[Collected data entries]
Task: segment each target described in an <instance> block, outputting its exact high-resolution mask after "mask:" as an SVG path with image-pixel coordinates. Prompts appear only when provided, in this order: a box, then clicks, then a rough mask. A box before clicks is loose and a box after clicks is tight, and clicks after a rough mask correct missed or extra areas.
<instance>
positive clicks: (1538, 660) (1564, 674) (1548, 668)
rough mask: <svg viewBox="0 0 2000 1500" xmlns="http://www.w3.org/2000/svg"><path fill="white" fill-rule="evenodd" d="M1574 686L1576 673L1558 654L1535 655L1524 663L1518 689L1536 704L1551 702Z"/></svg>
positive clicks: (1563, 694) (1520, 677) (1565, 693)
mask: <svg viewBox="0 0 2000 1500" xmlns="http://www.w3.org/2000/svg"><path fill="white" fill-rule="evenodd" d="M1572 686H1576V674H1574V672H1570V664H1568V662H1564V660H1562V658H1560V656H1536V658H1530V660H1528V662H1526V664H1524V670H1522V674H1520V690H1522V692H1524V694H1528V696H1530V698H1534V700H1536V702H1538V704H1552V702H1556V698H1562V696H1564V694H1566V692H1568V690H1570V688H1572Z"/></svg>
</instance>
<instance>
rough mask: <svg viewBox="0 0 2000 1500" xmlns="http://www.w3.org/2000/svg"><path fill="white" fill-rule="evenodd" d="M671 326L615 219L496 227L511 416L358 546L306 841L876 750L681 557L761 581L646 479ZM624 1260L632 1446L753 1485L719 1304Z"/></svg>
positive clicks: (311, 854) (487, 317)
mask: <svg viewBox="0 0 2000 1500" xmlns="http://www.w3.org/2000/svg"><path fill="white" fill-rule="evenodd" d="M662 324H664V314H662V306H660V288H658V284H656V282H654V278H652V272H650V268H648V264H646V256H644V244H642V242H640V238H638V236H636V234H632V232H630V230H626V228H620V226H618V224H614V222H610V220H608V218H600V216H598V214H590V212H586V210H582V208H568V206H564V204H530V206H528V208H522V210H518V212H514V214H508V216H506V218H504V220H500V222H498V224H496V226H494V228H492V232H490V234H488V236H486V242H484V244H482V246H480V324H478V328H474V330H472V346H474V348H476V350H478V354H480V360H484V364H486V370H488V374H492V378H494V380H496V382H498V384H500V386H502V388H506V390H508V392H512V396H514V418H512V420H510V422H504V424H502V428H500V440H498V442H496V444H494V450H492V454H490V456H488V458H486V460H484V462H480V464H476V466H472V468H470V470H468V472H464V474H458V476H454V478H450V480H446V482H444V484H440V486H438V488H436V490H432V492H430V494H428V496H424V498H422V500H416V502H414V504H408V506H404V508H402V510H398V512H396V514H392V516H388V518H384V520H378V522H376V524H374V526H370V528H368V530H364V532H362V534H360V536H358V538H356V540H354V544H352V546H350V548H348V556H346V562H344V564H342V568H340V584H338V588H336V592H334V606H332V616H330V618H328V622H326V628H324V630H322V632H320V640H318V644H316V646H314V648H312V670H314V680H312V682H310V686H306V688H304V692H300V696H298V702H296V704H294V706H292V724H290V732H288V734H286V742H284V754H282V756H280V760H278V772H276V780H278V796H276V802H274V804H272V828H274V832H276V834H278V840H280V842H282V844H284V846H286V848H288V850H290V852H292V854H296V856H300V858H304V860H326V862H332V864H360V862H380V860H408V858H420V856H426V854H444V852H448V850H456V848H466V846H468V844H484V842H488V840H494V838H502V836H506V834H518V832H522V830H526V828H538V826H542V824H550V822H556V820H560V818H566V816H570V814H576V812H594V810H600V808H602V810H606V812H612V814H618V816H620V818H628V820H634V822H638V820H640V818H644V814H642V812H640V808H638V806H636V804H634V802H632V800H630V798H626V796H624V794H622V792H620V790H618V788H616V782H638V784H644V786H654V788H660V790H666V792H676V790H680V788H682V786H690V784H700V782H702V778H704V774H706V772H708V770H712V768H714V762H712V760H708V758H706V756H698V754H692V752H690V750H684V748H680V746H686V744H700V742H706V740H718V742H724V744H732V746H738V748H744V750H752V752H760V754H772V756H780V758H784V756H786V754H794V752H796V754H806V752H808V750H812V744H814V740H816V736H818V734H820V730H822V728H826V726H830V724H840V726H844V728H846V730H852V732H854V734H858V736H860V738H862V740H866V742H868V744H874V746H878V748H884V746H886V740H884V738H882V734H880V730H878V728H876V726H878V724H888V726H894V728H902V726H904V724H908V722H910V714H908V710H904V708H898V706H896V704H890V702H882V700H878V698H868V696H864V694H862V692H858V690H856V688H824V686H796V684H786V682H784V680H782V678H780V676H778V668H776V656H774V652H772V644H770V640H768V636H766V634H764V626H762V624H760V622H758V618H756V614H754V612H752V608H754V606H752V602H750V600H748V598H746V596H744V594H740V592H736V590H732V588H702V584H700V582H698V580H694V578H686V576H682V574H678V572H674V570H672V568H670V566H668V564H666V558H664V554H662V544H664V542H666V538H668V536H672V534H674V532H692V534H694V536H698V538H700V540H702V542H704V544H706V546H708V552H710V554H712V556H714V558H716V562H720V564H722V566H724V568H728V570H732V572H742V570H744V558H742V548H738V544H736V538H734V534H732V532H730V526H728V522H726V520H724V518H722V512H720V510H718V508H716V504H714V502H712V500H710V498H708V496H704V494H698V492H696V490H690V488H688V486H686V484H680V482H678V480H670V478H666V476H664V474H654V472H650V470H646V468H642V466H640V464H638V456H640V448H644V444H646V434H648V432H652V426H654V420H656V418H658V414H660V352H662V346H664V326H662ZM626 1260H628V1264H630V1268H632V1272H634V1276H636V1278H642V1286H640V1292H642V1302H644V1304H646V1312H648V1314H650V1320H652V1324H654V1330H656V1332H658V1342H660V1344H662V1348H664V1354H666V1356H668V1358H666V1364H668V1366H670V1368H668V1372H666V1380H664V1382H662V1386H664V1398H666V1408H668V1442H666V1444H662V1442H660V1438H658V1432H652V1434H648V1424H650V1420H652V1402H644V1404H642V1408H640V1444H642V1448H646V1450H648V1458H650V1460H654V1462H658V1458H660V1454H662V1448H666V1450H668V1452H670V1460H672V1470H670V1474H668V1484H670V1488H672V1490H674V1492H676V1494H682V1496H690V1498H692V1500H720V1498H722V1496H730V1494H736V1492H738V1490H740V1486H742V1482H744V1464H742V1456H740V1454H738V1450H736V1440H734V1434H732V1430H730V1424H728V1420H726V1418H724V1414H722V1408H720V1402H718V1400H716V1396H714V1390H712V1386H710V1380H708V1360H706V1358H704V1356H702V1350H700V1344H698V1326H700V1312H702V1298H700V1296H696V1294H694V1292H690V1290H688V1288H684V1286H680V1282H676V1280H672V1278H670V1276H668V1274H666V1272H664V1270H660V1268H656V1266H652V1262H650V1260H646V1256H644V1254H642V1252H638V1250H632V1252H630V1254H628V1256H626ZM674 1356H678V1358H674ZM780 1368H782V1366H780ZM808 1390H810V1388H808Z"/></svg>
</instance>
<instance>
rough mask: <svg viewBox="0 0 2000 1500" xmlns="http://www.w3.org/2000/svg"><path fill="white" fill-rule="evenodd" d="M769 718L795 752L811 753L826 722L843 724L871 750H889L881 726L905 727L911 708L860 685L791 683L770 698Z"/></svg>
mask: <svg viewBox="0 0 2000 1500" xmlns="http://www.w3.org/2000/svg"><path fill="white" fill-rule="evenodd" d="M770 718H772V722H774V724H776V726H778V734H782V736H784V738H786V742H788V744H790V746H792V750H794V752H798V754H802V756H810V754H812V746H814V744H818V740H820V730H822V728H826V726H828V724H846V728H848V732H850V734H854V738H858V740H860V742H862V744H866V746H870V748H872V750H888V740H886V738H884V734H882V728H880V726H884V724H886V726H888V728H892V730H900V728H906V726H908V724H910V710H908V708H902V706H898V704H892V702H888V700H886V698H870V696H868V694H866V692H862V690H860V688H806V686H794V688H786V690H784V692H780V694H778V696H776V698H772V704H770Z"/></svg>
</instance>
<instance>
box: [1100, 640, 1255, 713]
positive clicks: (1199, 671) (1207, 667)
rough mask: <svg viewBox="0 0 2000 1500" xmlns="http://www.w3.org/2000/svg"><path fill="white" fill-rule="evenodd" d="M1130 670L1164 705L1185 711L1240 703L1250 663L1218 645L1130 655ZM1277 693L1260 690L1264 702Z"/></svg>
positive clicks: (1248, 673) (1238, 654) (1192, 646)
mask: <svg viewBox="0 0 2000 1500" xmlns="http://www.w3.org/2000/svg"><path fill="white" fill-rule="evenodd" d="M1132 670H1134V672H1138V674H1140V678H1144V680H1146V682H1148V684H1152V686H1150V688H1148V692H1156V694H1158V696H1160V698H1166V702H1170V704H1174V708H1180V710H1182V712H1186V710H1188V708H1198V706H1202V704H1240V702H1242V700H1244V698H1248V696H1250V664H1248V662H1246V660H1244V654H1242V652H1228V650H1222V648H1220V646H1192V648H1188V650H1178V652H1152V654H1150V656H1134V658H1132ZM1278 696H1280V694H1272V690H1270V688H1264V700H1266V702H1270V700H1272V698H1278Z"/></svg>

→ Your assignment: Restate exactly the records above from their first line through the line that holds "686L1576 673L1558 654L1535", please, including both and leaving out all others.

→ Exercise solution:
Task: segment each target described in an <instance> block, outputting its exact high-resolution mask after "mask:" as an SVG path with image-pixel coordinates. Prompts appear only when provided, in this order: a box, then clicks, then a rough mask. A box before clicks is loose and a box after clicks is tight, and clicks after a rough mask correct missed or extra areas.
<instance>
positive clicks: (1538, 660) (1564, 674) (1548, 668)
rough mask: <svg viewBox="0 0 2000 1500" xmlns="http://www.w3.org/2000/svg"><path fill="white" fill-rule="evenodd" d="M1574 686L1576 673L1558 654L1535 655L1524 663L1518 689L1536 704L1551 702Z"/></svg>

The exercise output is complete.